À faire
1. Reproduisez s'il vous plaît le passage de l'étude sur les charges financières qui commence aux mots « Droit fiscal n° » et s'arrête après « considéré comme sous-capitalisé. ».
2. Répondez aux questions suivantes d'après l'étude sur les charges financières :
(a) En dessous de quel montant de charges financières nettes le nouveau dispositif ne concerne-t-il pas les sociétés ou les groupes fiscaux ?
(b) De quelle date est la directive généralement dénommée ATAD ?
(c) Jusqu'à quelle date au plus tard la date butoir de transposition pouvait-elle être reportée ?

Source
>>

Droit fiscal n° 24, 14 Juin 2019, 295
Le nouveau dispositif de plafonnement de déduction des charges financières
Etude par Philippe Oudenot professeur associé à l’université de Bordeaux
L’article 34 de la loi de finances pour 2019 a profondément modifié les dispositions applicables en matière de déduction des frais financiers. Il a supprimé la règle du « coup de rabot », celles relatives à la sous-capitalisation et celles de l’article 209, IX du CGI (« amendement Carrez ») ; corrélativement, il a instauré un nouveau dispositif qui, en tout état de cause, ne concerne pas les sociétés ou les groupes fiscaux qui ont des charges financières nettes inférieures à 1 million d’euros. En revanche, sa mise en œuvre, objet de la présente étude, peut paraître complexe, notamment lorsqu’une société ou un groupe fiscal est fiscalement considéré comme sous-capitalisé.

1. – Alors que le champ d’application des directives mère-fille, fusions et intérêts et redevances est limité aux opérations réalisées entre sociétés établies dans deux États membres de l’Union Européenne, la directive « établissant des règles pour lutter contre les pratiques d’évasion fiscale qui ont une incidence directe sur le fonctionnement du marché intérieur » du 12 juillet 2016, généralement dénommée ATAD (Anti-Tax Avoidance Directive)Note 1, a vocation à s’appliquer à toutes opérations (dotées ou non d’un lien d’extranéité) effectuées par les sociétés soumises à l’impôt sur les sociétés dans chaque État membre, afin de créer un « niveau minimal de protection » des bases d’imposition nationales à l’impôt sur les sociétésNote 2. Plusieurs mesures issues des recommandations des travaux menés par l’OCDE dans le cadre du plan BEPS ont ainsi été adoptées afin de lutter contre l’évasion fiscale. Parmi celles-ci, l’article 4 de la directive a défini des règles de limitation de déduction des charges financières devant en principe être transposées dans le droit interne de chaque État membre au plus tard le 1er janvier 2019, la date butoir pouvant être reportée au plus tard au 1er janvier 2024 pour les États qui avaient préalablement mis en place des dispositifs considérés comme « aussi efficaces » que la directive, ce qui était le cas de l’État français. En effet, celui-ci avait mis en place un dispositif pour limiter la déduction des charges financières provenant d’emprunts intragroupe lorsque ceux-ci conduisaient à une sous-capitalisation de la société. Il avait également instauré une règle générale de limitation de déductibilité des charges financières (connue sous le nom de règle du coup de rabot) applicable à toutes les charges financières, qu’elles proviennent d’emprunts contractés ou non auprès de tiers. Mais le législateur fiscal français n’a pas entendu se prévaloir de cette date butoir et l’article 34 de la loi de finances pour 2019 a abrogé les deux dispositifs précitésNote 3 et a édicté, pour les exercices ouverts à compter du 1er janvier 2019, de nouvelles règles de limitation de déduction des charges financières respectant celles de la directive. Nous examinerons d’abord les règles applicables aux sociétés imposées séparément (1 ) puis celles régissant la détermination du résultat d’ensemble lorsque les sociétés ont opté pour l’intégration fiscale (2 ).

<<

Matériel fourni
>>

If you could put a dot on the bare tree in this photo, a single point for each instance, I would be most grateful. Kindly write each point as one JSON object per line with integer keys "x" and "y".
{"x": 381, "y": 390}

<<

Résultats par tâche
1.
Droit fiscal n° 24, 14 Juin 2019, 295
Le nouveau dispositif de plafonnement de déduction des charges financières
Etude par Philippe Oudenot professeur associé à l’université de Bordeaux
L’article 34 de la loi de finances pour 2019 a profondément modifié les dispositions applicables en matière de déduction des frais financiers. Il a supprimé la règle du « coup de rabot », celles relatives à la sous-capitalisation et celles de l’article 209, IX du CGI (« amendement Carrez ») ; corrélativement, il a instauré un nouveau dispositif qui, en tout état de cause, ne concerne pas les sociétés ou les groupes fiscaux qui ont des charges financières nettes inférieures à 1 million d’euros. En revanche, sa mise en œuvre, objet de la présente étude, peut paraître complexe, notamment lorsqu’une société ou un groupe fiscal est fiscalement considéré comme sous-capitalisé.

2.
(a) 1 million d'euros
(b) Du 12 juillet 2016
(c) Jusqu'au 1er janvier 2024